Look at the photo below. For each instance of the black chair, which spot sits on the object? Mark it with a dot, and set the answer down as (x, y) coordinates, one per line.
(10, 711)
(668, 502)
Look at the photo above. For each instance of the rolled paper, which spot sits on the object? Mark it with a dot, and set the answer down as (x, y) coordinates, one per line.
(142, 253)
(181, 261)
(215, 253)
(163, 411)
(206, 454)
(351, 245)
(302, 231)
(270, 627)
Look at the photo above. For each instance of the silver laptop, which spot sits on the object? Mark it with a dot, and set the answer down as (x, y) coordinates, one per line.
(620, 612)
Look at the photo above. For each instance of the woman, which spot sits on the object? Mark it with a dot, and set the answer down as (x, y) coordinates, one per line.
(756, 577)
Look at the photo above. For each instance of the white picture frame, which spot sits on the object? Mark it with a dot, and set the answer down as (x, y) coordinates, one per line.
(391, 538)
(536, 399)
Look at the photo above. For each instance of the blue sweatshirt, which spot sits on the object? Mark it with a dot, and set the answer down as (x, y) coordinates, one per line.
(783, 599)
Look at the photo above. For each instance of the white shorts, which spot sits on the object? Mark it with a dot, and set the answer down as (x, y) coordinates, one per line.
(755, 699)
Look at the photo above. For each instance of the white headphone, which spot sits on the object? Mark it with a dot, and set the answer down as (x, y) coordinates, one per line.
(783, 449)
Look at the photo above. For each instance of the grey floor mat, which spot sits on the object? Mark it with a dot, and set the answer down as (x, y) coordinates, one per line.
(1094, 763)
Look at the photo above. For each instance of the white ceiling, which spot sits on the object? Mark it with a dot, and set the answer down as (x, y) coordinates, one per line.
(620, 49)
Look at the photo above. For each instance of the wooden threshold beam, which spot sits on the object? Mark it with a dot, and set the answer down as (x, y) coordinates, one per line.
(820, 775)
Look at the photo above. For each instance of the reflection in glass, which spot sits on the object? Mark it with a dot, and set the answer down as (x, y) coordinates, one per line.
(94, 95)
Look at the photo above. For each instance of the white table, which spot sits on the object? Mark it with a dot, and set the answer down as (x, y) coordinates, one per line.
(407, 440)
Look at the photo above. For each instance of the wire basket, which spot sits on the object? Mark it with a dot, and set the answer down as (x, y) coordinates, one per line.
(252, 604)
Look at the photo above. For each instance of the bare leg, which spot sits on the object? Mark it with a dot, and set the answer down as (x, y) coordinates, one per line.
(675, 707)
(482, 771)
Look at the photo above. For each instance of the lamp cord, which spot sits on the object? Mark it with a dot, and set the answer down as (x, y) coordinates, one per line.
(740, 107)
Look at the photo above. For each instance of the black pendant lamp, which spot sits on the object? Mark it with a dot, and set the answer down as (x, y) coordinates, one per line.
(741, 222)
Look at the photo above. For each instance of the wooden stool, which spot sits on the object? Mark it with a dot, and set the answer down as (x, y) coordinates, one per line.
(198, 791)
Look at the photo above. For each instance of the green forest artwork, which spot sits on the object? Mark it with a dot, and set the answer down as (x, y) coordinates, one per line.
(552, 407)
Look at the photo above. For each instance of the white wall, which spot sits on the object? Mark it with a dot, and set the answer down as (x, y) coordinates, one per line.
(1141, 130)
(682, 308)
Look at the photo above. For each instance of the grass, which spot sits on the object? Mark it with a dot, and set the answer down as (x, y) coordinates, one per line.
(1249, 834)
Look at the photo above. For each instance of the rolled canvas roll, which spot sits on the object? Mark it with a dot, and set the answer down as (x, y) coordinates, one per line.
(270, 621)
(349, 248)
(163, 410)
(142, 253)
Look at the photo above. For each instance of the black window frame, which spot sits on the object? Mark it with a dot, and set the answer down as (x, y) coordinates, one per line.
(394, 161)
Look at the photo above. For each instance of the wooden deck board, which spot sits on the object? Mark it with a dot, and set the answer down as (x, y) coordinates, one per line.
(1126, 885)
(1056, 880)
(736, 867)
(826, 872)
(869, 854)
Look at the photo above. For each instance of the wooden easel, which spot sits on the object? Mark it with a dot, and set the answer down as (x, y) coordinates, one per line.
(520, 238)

__Instruction__
Reproduce the data from the line containing "wooden easel, which" through the end of the data, substituting "tripod easel" for "wooden easel" and leaving everything else unchanged.

__The response__
Look at the photo above. For each instance of the tripod easel, which spot sits on the object? Mark it with a dot, and set the answer down as (x, y) coordinates, one per line.
(520, 238)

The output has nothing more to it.